Objetivo 1: Reescreva as linhas de dados desde a que contém "Target: blue sky patch" até a que contém "x=839 y=226", substituindo "wet sand" por "damp sand" e mantendo todo o resto inalterado.

Trecho fornecido:
______

É evidente também que a perda de um sentido acarreta necessariamente o desaparecimento de uma ciência, que se torna impossível de adquirir. Só aprendemos, com efeito, por indução ou por demonstração. Ora a demonstração faz-se a partir de princípios universais, e a indução a partir de casos particulares. Mas é impossível adquirir o conhecimento dos universais a não ser pela indução, visto que até os chamados resultados da abstração não se podem tornar acessíveis a não ser pela indução. (…) Mas induzir é impossível para quem não tem a sensação: porque é nos casos particulares que se aplica a sensação; e para estes não pode haver ciência, visto que não se pode tirá-la de universais sem indução nem obtê-la por indução sem a sensação.
Aristóteles, Segundos Analíticos
Aristóteles representa um avanço importante para a história da ciência. Além de ter fundado várias disciplinas científicas (como a taxionomia biológica, a cosmologia, a meteorologia, a dinâmica e a hidrostática), Aristóteles deu um passo mais na direção da ciência tal como hoje a conhecemos: pela primeira vez encarou a observação da natureza de um ponto de vista mais sistemático. Ao passo que para Platão a verdadeira ciência se fazia na contemplação dos universais, descurando a observação da natureza que é fundamental na ciência, Aristóteles dava grande importância à observação.

______

Entradas do conjunto de dados
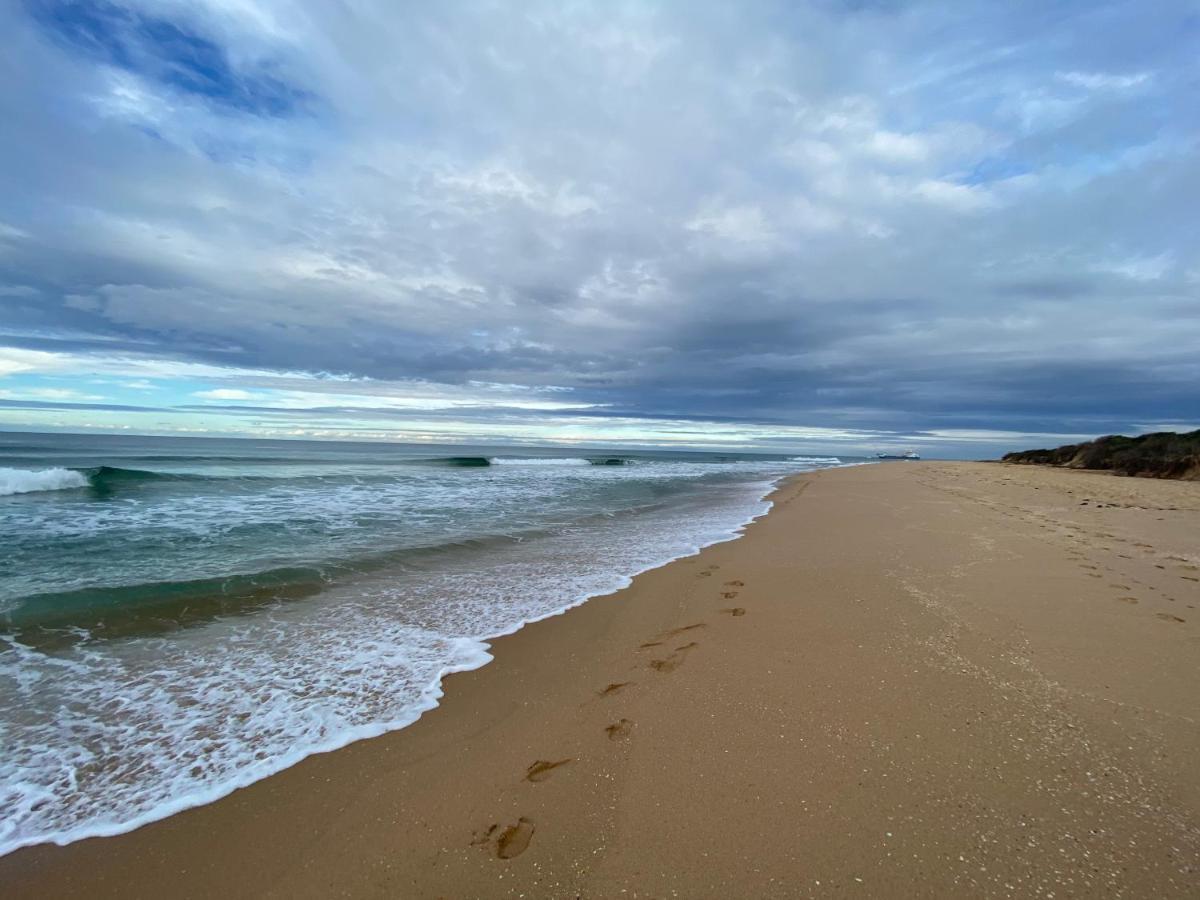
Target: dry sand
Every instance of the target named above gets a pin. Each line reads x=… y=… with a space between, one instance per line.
x=911 y=679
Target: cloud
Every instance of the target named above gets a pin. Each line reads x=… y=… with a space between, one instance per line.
x=223 y=394
x=876 y=217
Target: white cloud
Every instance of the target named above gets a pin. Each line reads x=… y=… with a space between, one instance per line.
x=1104 y=81
x=223 y=394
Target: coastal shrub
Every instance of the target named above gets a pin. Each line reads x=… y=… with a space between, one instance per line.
x=1163 y=454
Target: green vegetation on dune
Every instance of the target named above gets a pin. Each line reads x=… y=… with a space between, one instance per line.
x=1163 y=454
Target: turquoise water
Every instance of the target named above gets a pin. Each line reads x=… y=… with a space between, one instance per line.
x=180 y=617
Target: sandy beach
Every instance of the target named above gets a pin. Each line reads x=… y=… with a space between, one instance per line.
x=909 y=679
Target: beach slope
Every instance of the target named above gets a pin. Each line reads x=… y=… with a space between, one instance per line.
x=909 y=679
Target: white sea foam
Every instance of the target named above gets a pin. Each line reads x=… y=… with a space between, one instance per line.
x=539 y=461
x=30 y=480
x=125 y=732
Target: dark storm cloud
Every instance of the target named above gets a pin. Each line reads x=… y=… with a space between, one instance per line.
x=871 y=215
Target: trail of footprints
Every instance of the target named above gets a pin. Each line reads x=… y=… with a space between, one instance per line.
x=509 y=841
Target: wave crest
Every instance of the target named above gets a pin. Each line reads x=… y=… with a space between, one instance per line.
x=31 y=481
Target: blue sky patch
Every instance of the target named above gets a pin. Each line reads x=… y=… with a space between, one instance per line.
x=169 y=53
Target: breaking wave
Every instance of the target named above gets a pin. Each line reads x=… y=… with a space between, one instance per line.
x=31 y=481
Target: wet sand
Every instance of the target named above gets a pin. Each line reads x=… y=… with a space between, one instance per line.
x=909 y=679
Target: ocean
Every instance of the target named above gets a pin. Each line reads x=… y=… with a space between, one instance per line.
x=180 y=617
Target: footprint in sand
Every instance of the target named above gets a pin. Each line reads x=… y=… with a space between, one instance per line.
x=619 y=730
x=675 y=631
x=670 y=664
x=515 y=839
x=543 y=768
x=508 y=841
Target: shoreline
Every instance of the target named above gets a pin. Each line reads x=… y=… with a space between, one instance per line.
x=480 y=655
x=846 y=727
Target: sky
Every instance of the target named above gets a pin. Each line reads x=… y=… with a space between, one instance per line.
x=839 y=226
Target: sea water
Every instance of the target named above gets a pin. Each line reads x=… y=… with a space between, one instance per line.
x=181 y=617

______

Objetivo 2: Indique, para cada afirmação, se está de acordo com o trecho sobre Aristóteles, respondendo sim ou não e citando as palavras decisivas do trecho. (a) A demonstração parte de casos particulares. (b) Aristóteles fundou a meteorologia. (c) Para Platão, a verdadeira ciência se fazia na observação da natureza.

Solução completa 1:
Target: blue sky patch
Every instance of the target named above gets a pin. Each line reads x=… y=… with a space between, one instance per line.
x=169 y=53
Target: breaking wave
Every instance of the target named above gets a pin. Each line reads x=… y=… with a space between, one instance per line.
x=31 y=481
Target: damp sand
Every instance of the target named above gets a pin. Each line reads x=… y=… with a space between, one instance per line.
x=909 y=679
Target: ocean
Every instance of the target named above gets a pin. Each line reads x=… y=… with a space between, one instance per line.
x=180 y=617
Target: footprint in sand
Every instance of the target named above gets a pin. Each line reads x=… y=… with a space between, one instance per line.
x=619 y=730
x=675 y=631
x=670 y=664
x=515 y=839
x=543 y=768
x=508 y=841
Target: shoreline
Every instance of the target named above gets a pin. Each line reads x=… y=… with a space between, one instance per line.
x=480 y=655
x=846 y=727
Target: sky
Every instance of the target named above gets a pin. Each line reads x=… y=… with a space between, one instance per line.
x=839 y=226

Solução completa 2:
(a) Não: "a demonstração faz-se a partir de princípios universais, e a indução a partir de casos particulares".
(b) Sim: "Além de ter fundado várias disciplinas científicas (como a taxionomia biológica, a cosmologia, a meteorologia, a dinâmica e a hidrostática)".
(c) Não: "para Platão a verdadeira ciência se fazia na contemplação dos universais, descurando a observação da natureza".